● Collected data:
================================
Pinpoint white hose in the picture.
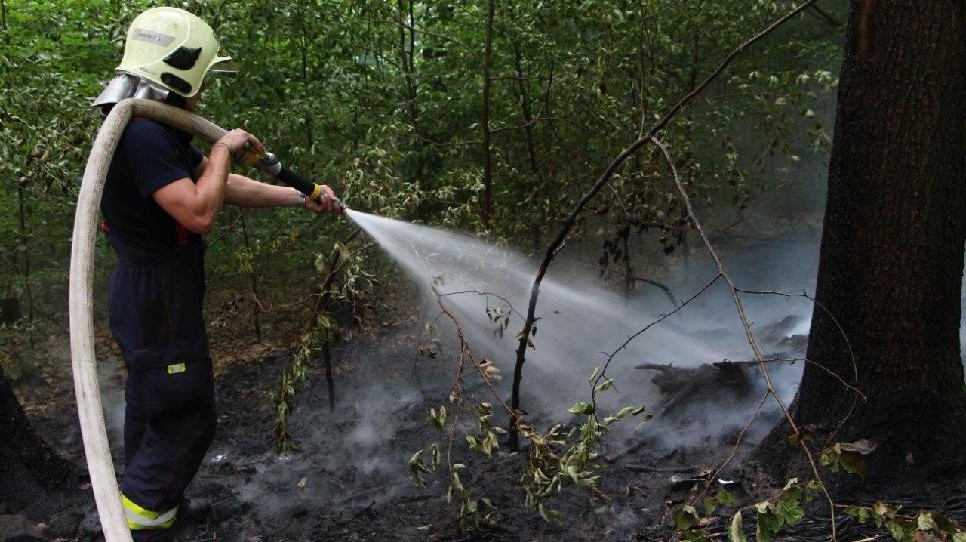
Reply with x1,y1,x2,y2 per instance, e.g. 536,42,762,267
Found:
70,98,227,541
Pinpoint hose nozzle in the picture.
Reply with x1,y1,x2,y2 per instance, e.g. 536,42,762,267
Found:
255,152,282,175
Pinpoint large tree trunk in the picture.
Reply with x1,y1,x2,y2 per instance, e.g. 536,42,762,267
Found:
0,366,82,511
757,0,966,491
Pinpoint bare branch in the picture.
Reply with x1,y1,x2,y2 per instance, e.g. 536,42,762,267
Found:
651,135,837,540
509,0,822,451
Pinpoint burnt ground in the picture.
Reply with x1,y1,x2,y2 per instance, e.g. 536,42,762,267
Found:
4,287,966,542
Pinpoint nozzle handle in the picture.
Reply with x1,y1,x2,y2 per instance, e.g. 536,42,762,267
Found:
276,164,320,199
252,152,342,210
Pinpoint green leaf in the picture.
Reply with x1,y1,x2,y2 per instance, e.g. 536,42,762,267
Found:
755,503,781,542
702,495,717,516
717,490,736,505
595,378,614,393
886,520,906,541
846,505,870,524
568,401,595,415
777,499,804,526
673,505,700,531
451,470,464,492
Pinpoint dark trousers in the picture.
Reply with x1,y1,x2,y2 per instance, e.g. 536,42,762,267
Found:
================================
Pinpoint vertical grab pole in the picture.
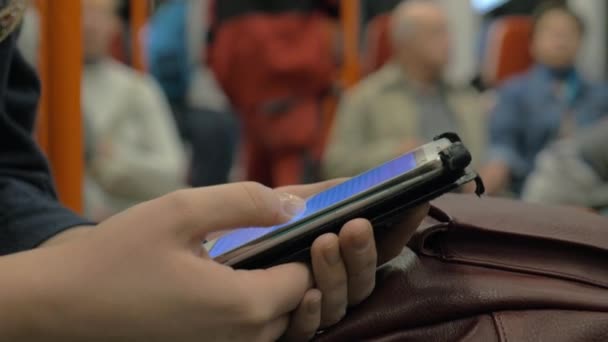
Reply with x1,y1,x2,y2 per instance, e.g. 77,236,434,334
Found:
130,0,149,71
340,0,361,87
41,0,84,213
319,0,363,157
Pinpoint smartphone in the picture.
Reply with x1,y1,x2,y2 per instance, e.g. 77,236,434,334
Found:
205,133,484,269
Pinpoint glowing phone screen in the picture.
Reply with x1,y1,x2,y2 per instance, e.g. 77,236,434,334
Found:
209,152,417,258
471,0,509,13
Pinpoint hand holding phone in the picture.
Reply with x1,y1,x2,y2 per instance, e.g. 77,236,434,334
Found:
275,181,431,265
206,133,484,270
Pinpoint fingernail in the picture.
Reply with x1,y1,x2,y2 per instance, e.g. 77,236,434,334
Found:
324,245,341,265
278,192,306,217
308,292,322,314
================================
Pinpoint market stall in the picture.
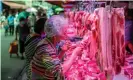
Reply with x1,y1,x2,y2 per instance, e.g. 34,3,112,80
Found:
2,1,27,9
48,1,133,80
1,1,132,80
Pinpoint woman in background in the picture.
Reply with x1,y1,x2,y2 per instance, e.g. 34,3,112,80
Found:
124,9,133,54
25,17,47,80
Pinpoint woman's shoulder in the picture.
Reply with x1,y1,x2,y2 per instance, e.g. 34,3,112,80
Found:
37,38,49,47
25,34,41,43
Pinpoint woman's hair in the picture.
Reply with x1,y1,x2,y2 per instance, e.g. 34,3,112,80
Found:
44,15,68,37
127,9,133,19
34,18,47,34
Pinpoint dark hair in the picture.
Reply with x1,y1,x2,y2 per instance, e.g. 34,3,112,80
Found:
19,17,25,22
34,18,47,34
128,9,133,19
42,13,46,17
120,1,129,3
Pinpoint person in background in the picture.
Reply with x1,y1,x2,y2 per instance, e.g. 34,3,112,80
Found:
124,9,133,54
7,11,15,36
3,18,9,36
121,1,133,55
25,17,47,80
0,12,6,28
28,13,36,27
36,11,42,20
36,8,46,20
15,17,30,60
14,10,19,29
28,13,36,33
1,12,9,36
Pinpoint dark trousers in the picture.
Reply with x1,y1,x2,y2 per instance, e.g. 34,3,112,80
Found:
================================
● Directions for this task: Wherever a line of the records above contains the string "nozzle", copy that line out.

● Expected output:
Pinpoint hose nozzle in the picture.
Pinpoint nozzle handle in the picture.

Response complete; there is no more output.